**Work required:** Please repeat the listing exactly, starting at its first line and stopping after the line that contains "result: one SVG".

○ ○ ○ ○

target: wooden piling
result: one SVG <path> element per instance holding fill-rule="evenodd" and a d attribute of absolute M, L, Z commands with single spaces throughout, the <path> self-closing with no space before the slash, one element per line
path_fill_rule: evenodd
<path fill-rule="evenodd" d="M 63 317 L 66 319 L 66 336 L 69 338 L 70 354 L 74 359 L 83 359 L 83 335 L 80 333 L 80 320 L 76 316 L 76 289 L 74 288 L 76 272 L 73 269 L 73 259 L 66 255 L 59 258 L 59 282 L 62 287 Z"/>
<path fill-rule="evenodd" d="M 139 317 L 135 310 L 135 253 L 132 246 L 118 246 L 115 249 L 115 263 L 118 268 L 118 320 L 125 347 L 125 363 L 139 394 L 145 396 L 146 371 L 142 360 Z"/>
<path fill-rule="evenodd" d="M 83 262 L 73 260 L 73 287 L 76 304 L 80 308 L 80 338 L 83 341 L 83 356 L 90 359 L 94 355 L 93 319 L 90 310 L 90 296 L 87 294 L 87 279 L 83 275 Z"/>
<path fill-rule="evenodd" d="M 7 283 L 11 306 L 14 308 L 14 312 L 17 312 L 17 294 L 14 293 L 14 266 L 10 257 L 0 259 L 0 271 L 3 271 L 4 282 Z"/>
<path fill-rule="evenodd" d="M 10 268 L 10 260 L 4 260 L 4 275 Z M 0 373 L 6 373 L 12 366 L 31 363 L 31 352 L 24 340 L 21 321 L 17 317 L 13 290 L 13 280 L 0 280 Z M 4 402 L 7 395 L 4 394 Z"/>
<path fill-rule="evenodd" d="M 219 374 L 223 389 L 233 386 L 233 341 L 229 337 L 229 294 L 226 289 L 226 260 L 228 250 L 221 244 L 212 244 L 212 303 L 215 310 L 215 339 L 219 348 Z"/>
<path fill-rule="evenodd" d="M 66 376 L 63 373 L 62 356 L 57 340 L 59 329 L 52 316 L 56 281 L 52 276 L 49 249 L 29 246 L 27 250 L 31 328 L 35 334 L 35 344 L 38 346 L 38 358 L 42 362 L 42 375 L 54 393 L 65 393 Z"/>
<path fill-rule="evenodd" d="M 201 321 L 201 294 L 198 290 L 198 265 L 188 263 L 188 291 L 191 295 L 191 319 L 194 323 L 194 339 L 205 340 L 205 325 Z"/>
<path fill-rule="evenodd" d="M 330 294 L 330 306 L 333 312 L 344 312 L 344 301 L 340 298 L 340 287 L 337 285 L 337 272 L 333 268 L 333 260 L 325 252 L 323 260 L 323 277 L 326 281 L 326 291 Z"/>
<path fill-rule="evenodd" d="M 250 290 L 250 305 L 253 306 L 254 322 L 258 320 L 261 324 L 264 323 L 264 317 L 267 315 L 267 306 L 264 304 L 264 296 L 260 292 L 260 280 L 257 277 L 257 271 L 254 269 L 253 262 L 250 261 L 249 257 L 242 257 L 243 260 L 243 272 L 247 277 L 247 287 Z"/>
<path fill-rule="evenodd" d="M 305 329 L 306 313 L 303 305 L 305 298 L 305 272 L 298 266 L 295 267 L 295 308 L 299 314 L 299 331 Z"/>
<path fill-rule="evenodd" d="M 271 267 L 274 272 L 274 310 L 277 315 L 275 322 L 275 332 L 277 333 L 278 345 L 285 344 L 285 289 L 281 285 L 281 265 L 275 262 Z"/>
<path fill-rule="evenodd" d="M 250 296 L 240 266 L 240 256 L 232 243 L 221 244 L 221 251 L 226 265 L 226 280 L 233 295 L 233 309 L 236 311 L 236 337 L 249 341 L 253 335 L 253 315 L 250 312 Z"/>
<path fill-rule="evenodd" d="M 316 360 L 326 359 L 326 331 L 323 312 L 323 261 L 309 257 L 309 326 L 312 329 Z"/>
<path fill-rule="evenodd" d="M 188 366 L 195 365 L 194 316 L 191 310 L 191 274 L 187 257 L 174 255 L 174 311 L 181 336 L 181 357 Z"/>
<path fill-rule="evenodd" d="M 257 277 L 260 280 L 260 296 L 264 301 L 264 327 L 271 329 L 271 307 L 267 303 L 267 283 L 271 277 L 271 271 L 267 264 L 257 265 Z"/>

○ ○ ○ ○

**Final answer:**
target: wooden piling
result: one SVG <path> element per instance holding fill-rule="evenodd" and a d attribute of absolute M, L, Z commands with single spaces throughout, the <path> self-closing with no space before the slash, one element per line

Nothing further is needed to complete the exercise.